##### Information provided

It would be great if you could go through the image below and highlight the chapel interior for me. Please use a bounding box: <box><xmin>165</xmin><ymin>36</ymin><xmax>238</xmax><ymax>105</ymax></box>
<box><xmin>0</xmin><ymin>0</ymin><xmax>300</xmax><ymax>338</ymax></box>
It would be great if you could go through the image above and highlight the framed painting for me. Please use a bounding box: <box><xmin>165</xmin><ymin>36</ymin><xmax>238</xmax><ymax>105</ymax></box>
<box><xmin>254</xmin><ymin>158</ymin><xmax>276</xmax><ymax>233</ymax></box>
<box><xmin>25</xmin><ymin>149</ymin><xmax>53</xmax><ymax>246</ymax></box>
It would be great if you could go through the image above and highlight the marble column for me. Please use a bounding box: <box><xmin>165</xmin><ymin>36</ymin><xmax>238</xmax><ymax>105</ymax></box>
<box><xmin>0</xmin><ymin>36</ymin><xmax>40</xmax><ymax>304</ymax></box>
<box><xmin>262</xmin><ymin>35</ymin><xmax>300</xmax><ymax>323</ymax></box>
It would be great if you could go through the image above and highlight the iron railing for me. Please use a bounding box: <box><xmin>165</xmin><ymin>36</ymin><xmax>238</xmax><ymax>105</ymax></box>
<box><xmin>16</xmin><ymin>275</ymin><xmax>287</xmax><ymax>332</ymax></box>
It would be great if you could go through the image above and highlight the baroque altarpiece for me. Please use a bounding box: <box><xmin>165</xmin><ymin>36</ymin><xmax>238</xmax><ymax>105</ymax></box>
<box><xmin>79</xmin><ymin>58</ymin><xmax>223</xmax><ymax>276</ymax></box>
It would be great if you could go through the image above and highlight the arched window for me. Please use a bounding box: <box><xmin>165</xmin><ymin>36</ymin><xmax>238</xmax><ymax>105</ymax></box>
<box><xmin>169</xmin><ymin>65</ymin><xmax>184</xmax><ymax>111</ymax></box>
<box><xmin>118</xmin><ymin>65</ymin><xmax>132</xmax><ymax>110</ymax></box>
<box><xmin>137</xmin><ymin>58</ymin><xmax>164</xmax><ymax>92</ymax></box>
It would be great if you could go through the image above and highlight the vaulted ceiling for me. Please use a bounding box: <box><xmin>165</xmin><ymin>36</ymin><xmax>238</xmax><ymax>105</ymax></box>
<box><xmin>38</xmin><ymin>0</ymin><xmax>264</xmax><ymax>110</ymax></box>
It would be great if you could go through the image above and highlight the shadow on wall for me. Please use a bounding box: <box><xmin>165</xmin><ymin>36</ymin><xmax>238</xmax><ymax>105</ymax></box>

##########

Short problem
Copy the records again, starting at the line with "highlight the vaulted" and going through to the end, with "highlight" changed to "outline" and nothing else altered.

Solution to this task
It would be great if you could go through the image above and outline the vaulted ceiling for me. Please use a bounding box: <box><xmin>165</xmin><ymin>36</ymin><xmax>238</xmax><ymax>105</ymax></box>
<box><xmin>38</xmin><ymin>0</ymin><xmax>264</xmax><ymax>110</ymax></box>
It would be great if you could go through the image above and outline the shadow on wall for me. Please use a bounding box: <box><xmin>165</xmin><ymin>36</ymin><xmax>238</xmax><ymax>105</ymax></box>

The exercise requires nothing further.